━━ Dataset content

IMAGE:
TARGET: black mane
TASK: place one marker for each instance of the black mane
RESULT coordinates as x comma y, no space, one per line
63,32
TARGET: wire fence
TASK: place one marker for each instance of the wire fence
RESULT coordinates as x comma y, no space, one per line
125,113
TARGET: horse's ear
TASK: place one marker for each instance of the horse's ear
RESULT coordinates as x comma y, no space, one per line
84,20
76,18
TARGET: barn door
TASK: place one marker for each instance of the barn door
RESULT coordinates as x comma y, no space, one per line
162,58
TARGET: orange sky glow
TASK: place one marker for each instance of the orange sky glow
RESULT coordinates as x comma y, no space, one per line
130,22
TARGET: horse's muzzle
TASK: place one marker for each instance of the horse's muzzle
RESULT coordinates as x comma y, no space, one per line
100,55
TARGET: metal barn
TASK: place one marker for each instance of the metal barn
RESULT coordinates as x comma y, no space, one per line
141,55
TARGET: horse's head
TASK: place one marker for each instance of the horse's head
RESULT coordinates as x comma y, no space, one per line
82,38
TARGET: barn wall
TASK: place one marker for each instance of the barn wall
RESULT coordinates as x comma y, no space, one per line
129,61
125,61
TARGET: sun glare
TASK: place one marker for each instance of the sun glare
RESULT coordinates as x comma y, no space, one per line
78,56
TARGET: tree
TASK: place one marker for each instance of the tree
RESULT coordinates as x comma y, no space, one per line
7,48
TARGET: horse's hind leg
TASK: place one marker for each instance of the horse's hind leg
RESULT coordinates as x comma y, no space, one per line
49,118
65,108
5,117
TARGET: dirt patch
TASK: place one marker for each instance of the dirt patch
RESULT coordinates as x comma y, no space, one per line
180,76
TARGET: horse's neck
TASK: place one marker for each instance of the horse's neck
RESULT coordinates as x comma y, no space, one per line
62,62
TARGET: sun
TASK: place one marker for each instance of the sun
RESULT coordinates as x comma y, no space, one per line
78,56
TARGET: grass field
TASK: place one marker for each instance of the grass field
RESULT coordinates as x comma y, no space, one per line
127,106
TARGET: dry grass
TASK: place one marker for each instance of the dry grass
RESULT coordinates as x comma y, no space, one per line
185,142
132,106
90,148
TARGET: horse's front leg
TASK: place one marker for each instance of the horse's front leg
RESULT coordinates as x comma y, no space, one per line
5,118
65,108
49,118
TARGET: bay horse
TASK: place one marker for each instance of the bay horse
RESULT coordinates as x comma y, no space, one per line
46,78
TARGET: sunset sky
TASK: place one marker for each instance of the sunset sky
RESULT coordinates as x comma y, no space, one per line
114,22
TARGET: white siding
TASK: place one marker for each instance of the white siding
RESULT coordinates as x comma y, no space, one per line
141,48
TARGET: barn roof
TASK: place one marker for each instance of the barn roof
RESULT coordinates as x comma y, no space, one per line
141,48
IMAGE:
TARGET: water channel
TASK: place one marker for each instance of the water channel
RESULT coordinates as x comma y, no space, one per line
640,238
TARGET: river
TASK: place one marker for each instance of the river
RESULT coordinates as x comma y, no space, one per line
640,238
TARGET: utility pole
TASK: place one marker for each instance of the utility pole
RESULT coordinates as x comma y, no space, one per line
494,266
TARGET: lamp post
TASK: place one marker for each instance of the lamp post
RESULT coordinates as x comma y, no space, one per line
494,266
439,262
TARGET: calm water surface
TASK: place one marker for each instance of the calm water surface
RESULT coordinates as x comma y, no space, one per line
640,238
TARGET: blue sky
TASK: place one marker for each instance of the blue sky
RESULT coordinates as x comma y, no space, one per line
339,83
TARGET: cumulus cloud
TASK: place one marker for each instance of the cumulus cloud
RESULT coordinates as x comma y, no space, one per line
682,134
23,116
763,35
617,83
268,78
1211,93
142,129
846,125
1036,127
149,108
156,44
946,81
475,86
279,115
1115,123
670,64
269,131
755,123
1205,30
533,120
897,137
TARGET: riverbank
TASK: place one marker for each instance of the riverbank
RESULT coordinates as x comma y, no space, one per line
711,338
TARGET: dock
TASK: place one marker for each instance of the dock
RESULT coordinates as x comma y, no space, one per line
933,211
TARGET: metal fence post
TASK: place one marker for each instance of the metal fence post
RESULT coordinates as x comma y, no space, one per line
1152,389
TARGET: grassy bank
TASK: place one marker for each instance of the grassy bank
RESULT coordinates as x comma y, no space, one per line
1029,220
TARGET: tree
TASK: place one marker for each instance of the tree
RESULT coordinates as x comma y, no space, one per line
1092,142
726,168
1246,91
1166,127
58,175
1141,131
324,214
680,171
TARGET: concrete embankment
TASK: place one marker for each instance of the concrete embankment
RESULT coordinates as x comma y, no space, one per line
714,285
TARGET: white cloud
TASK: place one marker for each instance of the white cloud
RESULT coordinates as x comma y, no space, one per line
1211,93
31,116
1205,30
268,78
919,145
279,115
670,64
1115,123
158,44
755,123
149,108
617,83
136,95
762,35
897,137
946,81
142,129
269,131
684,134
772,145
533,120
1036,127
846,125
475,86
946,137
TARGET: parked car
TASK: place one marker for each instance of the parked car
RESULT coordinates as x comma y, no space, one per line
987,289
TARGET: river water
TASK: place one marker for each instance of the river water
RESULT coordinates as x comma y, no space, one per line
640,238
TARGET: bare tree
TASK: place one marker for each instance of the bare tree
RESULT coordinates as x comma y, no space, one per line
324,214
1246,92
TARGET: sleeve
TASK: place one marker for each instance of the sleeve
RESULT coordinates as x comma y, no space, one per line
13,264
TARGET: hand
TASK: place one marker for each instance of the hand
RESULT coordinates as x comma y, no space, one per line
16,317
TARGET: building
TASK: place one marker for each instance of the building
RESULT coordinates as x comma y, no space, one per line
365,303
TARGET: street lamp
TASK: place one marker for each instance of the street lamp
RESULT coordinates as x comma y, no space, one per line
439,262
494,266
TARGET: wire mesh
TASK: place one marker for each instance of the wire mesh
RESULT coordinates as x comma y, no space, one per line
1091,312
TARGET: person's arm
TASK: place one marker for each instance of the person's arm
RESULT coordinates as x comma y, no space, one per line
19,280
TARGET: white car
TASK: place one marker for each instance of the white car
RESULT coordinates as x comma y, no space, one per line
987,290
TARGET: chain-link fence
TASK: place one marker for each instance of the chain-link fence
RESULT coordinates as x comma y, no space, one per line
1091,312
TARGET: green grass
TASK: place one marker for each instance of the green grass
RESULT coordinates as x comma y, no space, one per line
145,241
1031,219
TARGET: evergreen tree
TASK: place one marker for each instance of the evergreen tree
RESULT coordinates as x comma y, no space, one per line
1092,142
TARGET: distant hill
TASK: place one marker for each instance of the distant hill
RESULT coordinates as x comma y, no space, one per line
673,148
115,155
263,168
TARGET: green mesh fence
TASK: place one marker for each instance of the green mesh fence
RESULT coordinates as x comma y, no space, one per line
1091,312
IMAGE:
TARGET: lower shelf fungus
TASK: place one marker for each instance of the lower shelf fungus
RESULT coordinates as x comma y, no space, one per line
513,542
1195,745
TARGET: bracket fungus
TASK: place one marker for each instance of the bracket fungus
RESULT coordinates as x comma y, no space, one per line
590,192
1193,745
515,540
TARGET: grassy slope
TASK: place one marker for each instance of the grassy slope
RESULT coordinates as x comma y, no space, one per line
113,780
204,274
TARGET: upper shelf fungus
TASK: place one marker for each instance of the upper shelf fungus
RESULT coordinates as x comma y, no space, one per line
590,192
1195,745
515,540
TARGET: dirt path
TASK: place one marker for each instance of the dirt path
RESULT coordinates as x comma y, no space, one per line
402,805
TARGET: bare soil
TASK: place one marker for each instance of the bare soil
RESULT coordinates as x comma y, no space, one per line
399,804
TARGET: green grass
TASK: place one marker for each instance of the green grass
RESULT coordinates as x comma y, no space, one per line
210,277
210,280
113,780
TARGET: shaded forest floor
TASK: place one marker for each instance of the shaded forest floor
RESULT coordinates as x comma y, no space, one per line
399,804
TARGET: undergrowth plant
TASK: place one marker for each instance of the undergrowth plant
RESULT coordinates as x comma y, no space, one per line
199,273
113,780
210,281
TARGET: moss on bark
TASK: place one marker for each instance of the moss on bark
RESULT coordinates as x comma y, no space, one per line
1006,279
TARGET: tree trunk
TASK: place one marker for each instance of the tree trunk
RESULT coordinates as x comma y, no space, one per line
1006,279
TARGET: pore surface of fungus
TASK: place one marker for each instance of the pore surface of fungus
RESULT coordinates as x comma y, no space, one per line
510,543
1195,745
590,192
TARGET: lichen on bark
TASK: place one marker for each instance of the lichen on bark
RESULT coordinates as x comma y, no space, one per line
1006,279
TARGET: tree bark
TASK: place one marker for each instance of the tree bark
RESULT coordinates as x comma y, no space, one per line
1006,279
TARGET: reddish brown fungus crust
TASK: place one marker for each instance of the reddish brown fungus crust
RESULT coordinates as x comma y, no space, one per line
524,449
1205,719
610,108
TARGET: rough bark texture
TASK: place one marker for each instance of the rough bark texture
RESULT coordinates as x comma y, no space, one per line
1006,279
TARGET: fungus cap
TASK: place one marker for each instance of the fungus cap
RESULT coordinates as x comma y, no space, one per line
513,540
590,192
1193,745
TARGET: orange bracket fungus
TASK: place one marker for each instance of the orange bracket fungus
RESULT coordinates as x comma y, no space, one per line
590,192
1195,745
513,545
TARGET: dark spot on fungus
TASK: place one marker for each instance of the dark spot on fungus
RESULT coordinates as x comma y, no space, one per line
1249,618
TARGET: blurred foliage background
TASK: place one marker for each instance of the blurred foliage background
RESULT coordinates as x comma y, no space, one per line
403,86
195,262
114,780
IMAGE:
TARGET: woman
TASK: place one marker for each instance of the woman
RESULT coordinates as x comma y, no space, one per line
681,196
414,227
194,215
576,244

━━━━

Problem requirements. Repeat, word for word, every line from the line that contains "TARGET: moss on bark" to the end of the entries; include both of those lines and no others.

Reply to the task.
TARGET: moss on bark
TASK: place one marker for each instance of the moss on bark
RESULT coordinates as x comma y, no space, one per line
1006,279
TARGET: tree trunk
TASK: place one marker for each instance of the tree trunk
RESULT coordinates as x comma y, no space, one per line
1006,279
TARGET: pore surface of fungus
TASK: place one marker for each instance of the pore surface of fungus
RESULT coordinates as x comma y, no space, one per line
510,543
1195,745
590,192
TARGET: lichen on bark
TASK: place one marker for each instance of the lichen on bark
RESULT coordinates as x comma y, no space, one per line
1006,279
TARGET: tree bark
TASK: place one marker for each instance of the tree bark
RESULT coordinates as x comma y, no space, one per line
1006,279
TARGET: reddish brown fungus crust
TASK: place one marker for each instance of the reddish brown fungus crust
RESULT coordinates as x comma y, no space, one per line
524,449
1205,719
610,108
TARGET: rough bark texture
TASK: place one marker for each instance of the rough bark texture
RESULT coordinates as x comma y, no space, one per line
1006,279
TARGET: fungus cap
TASK: place one marker for each instance of the fungus cap
RESULT coordinates as x comma y, no space, one per line
513,540
590,192
1193,745
TARGET: orange bracket fungus
TASK: place one marker for each instance of the orange bracket fungus
RESULT coordinates as x comma y, no space, one per line
590,192
1195,745
513,545
TARGET: dark spot on fungus
TASK: place one marker for each instance of the dark spot on fungus
RESULT coordinates as x comma y, no space, one per line
1249,618
TARGET: blurred foliage background
TASK: place one marker for each instance of the blurred foliage background
RESULT coordinates as x comma y, no space, one per line
403,86
195,262
114,780
IMAGE:
TARGET: woman
TASK: place one marker for each instance of the woman
RESULT coordinates as x comma y, no space, one per line
681,196
414,227
194,215
576,244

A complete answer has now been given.